*** Opening Provided entries ***

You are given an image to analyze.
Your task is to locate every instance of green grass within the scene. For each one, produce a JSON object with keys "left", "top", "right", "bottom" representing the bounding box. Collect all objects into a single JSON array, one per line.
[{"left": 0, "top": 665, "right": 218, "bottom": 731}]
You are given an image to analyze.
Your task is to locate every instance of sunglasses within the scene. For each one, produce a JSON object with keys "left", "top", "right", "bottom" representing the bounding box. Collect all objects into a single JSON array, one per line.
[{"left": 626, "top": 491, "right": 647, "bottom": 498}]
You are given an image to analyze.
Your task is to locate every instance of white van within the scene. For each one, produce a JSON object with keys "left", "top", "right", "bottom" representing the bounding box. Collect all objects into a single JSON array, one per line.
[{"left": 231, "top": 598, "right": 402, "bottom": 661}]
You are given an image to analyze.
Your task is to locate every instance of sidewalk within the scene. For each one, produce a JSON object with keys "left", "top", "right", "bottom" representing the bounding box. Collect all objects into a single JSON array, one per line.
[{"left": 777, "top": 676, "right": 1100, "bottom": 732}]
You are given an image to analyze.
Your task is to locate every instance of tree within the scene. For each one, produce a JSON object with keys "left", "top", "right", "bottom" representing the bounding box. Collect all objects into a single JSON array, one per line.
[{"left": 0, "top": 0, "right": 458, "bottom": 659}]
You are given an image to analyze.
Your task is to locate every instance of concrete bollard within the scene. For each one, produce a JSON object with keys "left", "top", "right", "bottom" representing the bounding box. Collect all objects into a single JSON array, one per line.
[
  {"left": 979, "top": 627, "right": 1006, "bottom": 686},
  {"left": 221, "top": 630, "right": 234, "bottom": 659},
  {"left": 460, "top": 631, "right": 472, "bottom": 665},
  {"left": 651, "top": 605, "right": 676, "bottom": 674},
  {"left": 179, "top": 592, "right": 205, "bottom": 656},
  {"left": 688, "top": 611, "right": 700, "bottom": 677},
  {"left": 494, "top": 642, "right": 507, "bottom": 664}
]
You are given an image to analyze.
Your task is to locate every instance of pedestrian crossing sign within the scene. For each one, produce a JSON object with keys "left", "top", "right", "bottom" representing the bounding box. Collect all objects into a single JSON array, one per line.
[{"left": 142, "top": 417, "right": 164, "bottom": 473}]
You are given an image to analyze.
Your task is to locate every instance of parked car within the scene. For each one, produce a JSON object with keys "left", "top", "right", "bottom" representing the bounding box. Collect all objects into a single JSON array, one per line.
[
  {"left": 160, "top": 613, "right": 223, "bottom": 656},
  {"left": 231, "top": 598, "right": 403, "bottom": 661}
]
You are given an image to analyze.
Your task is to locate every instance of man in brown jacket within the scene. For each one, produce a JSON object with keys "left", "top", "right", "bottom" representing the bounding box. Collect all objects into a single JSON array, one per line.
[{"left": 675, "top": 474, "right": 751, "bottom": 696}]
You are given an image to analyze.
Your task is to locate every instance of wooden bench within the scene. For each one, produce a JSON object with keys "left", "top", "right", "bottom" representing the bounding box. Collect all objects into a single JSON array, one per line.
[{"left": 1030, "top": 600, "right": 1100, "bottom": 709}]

*** Closing Provided entries ***

• _Work instruction_: All of the entries above need to be reproduced verbatim.

• _Response to this exercise_:
You are given an image to analyze.
Your task is to locate every instance of green grass within the scene. For each one, produce a JSON object with keys "left", "top", "right", "bottom" representing the bounding box. Collect all objects into a single JSON array, one per line.
[{"left": 0, "top": 665, "right": 218, "bottom": 731}]
You are given an image to analyze.
Your task is to locate every instance of sunglasses within the scene. For each one, produce a JSON object with keys "left", "top", "right", "bottom" representing the bounding box. Collect all objects into a single JSON array, one per line.
[{"left": 626, "top": 491, "right": 647, "bottom": 498}]
You are given an image to analyze.
Your task is to locate every instance of white van within the scene. For each one, produce a JSON object with keys "left", "top", "right", "bottom" representing the bounding box. Collect all objects into a single JSON array, one per line.
[{"left": 231, "top": 598, "right": 402, "bottom": 661}]
You are given an image to analyze.
Your task is to locate every instance of sidewalk within the scene. For each one, produce a JSON object with keys "left", "top", "right", "bottom" representing the bounding box. Collect all objects into a single JSON array, one per line.
[{"left": 777, "top": 676, "right": 1100, "bottom": 732}]
You are given an image to analyze.
Your task is to locate every instance of tree within the scene. For each one, produce a JSON object with keys "left", "top", "right", "bottom" representing the bounding box. Collect all objects into a single JSON array, one per line.
[{"left": 0, "top": 0, "right": 458, "bottom": 659}]
You are given an image to analyze.
Your task is to locate every instance of concrete bollard within the scene. For each one, produce a JSON object with keys "left", "top", "right", "bottom" representing the bounding box. Collect all objects into a single JSON array, one per line.
[
  {"left": 979, "top": 627, "right": 1006, "bottom": 686},
  {"left": 221, "top": 630, "right": 234, "bottom": 659},
  {"left": 460, "top": 631, "right": 472, "bottom": 665},
  {"left": 651, "top": 605, "right": 676, "bottom": 674},
  {"left": 179, "top": 592, "right": 205, "bottom": 656},
  {"left": 688, "top": 611, "right": 700, "bottom": 677},
  {"left": 494, "top": 642, "right": 507, "bottom": 664}
]
You are given an image to analyze.
Your task is to locate every instance of pedestrian crossing sign within the scene. For each one, produce a JSON object with keys "left", "top", "right", "bottom" representing the bounding box. Collect all objects into a single JSON array, one per line.
[{"left": 142, "top": 417, "right": 164, "bottom": 473}]
You are given an image to analyze.
Your task is to locate every instance of parked car within the scene. For each one, produce a JSON object with keys "left", "top", "right", "bottom" representing the bounding box. Collect all objects into a single JSON array, one per line.
[
  {"left": 160, "top": 613, "right": 223, "bottom": 656},
  {"left": 231, "top": 598, "right": 403, "bottom": 661}
]
You are given an image to analyze.
Your task is to locate every instance of man in brown jacket within the scene. For each one, produce a JSON object with keys "left", "top", "right", "bottom" representing the bounding box. Collect all objects into a single JSON array, one per line.
[{"left": 675, "top": 474, "right": 751, "bottom": 696}]
You are given an image to analyze.
Your task is to locate every instance of wooden bench within the scene. For each one, produce a JSON object with keys "left", "top", "right", "bottom" representing the bounding box. Collect all objects into a single JSON array, one per line.
[{"left": 1030, "top": 600, "right": 1100, "bottom": 709}]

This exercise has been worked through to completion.